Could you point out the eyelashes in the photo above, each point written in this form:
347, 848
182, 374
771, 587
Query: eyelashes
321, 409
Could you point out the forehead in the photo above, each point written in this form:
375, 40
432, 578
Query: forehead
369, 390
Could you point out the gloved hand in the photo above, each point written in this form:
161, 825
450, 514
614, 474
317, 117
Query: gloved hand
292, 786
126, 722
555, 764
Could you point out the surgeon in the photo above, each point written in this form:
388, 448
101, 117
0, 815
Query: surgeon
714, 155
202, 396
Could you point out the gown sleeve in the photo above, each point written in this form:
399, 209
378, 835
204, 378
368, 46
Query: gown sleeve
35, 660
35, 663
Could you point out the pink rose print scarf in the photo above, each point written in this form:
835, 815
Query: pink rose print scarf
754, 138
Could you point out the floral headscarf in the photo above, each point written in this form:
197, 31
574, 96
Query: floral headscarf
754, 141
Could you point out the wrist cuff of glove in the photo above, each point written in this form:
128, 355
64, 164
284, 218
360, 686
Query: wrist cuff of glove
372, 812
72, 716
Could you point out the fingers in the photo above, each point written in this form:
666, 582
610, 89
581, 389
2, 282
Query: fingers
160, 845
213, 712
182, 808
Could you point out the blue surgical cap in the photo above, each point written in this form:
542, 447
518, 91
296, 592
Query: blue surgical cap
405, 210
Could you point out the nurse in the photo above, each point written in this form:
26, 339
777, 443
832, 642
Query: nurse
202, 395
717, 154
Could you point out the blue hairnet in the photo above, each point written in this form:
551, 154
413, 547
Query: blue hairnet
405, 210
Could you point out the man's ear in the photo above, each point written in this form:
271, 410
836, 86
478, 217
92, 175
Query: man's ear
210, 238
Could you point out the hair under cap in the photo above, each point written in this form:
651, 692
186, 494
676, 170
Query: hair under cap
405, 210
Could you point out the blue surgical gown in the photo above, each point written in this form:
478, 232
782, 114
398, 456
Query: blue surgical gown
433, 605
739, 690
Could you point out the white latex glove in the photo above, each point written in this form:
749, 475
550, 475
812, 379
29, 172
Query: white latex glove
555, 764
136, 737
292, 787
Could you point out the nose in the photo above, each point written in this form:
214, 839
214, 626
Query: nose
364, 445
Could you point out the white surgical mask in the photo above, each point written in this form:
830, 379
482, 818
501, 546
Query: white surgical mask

Задание:
Воспроизведи все данные выше строка за строкой, ничего не меняя.

Верный ответ:
Could you point out the eyelashes in the photo above, each point written in this form:
347, 848
182, 374
771, 587
Query: eyelashes
321, 409
Could you point out the forehead in the photo above, each point written in this form:
375, 40
432, 578
Query: forehead
369, 390
Could you point out the gloved hand in the photo above, each point written in this form:
161, 825
450, 514
614, 474
317, 117
Query: gloved hand
292, 786
126, 722
555, 764
Could you point out the surgeon in the photo above, each point written in this form:
388, 448
101, 117
0, 815
Query: surgeon
714, 155
202, 396
Could you point out the gown sleeve in the photo above, each point written in this form:
399, 209
378, 835
204, 378
368, 46
Query: gown sleeve
35, 660
35, 663
Could you point out the pink rose print scarf in the photo above, each point written in this form:
835, 815
Query: pink rose print scarf
754, 138
Could you point out the floral headscarf in the photo above, each point written in this form:
197, 31
574, 96
Query: floral headscarf
754, 141
Could you point out the wrist cuff of glove in the photo above, each point written in this form:
128, 355
64, 164
284, 218
360, 686
Query: wrist cuff of glove
372, 812
72, 716
Could you point out the fingers in the photo above, each point written in this form:
666, 582
610, 89
581, 389
2, 282
Query: fingers
160, 845
213, 712
182, 808
Could you point out the blue surgical cap in the photo above, each point written in this form:
542, 447
518, 91
296, 592
Query: blue surgical cap
405, 210
Could you point out the nurse in the photo above, each point written in this form:
26, 339
777, 443
832, 642
Query: nurse
202, 395
717, 154
Could you point out the blue hairnet in the photo above, each point written in this form:
551, 154
413, 547
Query: blue hairnet
405, 210
Could you point out the man's ear in the photo above, each point written in this form:
271, 410
836, 86
478, 217
92, 175
Query: man's ear
210, 238
Could you point out the hair under cap in the photo above, each point written in this form:
651, 692
186, 494
676, 170
Query: hair under cap
405, 210
Could you point out the blue surgical gown in the photo above, each point written in this form:
478, 232
782, 114
398, 456
Query: blue surgical gown
433, 605
739, 690
Could you point out the white latex glove in the photo above, each point written in this form:
749, 475
550, 475
812, 379
29, 172
Query: white latex glove
555, 764
136, 737
292, 787
Could you point out the nose in the photo above, each point written in this form:
214, 839
214, 626
Query: nose
364, 445
Could you point out the white surgical mask in the photo above, each point written in this form:
830, 379
482, 818
501, 546
Query: white surgical mask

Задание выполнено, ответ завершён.